Exactly as they stand, the data below are to be printed again.

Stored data
((

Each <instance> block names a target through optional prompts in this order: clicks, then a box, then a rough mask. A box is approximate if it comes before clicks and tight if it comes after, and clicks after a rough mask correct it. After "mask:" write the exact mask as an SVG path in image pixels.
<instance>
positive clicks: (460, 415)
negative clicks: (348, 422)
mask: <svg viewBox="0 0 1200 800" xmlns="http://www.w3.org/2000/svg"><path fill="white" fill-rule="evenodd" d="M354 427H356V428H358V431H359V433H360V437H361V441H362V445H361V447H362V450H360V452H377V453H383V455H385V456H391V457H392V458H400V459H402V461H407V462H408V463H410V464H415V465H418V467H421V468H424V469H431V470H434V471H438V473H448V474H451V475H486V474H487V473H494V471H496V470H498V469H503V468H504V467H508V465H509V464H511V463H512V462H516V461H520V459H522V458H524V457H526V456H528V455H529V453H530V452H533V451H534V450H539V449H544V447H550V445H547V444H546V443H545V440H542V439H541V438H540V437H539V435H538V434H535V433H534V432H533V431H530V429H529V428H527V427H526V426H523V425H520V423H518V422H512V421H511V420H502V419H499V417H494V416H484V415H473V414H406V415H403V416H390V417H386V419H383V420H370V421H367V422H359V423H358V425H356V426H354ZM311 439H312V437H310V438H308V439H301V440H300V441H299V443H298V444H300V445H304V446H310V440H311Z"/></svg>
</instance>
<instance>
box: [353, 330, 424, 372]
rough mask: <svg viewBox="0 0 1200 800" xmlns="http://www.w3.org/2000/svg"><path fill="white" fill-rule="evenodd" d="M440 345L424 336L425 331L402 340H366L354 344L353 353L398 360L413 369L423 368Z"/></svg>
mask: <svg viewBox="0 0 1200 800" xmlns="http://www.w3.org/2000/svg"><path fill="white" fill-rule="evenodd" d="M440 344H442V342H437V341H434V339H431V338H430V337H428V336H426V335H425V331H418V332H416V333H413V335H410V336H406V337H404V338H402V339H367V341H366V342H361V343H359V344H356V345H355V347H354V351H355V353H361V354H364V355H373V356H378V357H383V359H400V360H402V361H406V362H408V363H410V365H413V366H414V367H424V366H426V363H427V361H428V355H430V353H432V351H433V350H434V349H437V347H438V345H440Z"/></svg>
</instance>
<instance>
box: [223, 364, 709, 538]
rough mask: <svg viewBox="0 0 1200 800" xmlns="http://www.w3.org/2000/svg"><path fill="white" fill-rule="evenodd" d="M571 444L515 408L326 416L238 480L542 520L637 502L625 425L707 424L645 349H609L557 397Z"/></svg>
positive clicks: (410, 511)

))

Answer space ▸
Each <instance> block names a target through optional prompts in this order: clicks, then a box, then a rough mask. A box is approximate if it comes before clicks and tight if it comes after, and clicks after a rough mask correct it. After "mask:" write the exact mask as an SVG path in image pixels.
<instance>
positive clicks: (460, 415)
negative clicks: (348, 422)
mask: <svg viewBox="0 0 1200 800" xmlns="http://www.w3.org/2000/svg"><path fill="white" fill-rule="evenodd" d="M354 427H356V428H358V431H359V433H360V437H361V441H362V445H361V447H362V450H360V452H377V453H383V455H385V456H391V457H392V458H400V459H402V461H407V462H408V463H410V464H415V465H418V467H421V468H424V469H431V470H434V471H438V473H448V474H451V475H486V474H487V473H494V471H496V470H498V469H503V468H504V467H508V465H509V464H511V463H512V462H516V461H520V459H522V458H524V457H526V456H528V455H529V453H530V452H533V451H534V450H539V449H544V447H550V445H547V444H546V443H545V440H542V439H541V438H540V437H539V435H538V434H535V433H534V432H533V431H530V429H529V428H527V427H526V426H523V425H520V423H518V422H512V421H511V420H502V419H499V417H494V416H484V415H473V414H406V415H403V416H390V417H386V419H383V420H370V421H367V422H359V423H358V425H356V426H354ZM311 439H312V437H310V438H308V439H301V440H300V441H299V443H298V444H300V445H304V446H310V440H311Z"/></svg>
</instance>
<instance>
box: [353, 330, 424, 372]
rough mask: <svg viewBox="0 0 1200 800" xmlns="http://www.w3.org/2000/svg"><path fill="white" fill-rule="evenodd" d="M440 345L424 336L425 331L402 340H366L354 344L353 353L398 360L413 369L423 368Z"/></svg>
mask: <svg viewBox="0 0 1200 800" xmlns="http://www.w3.org/2000/svg"><path fill="white" fill-rule="evenodd" d="M440 344H442V342H437V341H434V339H431V338H430V337H428V336H426V335H425V331H418V332H416V333H413V335H410V336H406V337H404V338H402V339H367V341H366V342H361V343H359V344H356V345H355V347H354V351H355V353H361V354H364V355H373V356H378V357H383V359H400V360H402V361H406V362H408V363H410V365H413V366H414V367H424V366H426V363H427V361H428V355H430V353H432V351H433V350H434V349H437V347H438V345H440Z"/></svg>
</instance>
<instance>
box: [223, 364, 709, 538]
rough mask: <svg viewBox="0 0 1200 800" xmlns="http://www.w3.org/2000/svg"><path fill="white" fill-rule="evenodd" d="M571 444L515 408L326 416L238 480L542 520L637 502L625 425L707 424L645 349H609L557 397Z"/></svg>
positive clicks: (410, 511)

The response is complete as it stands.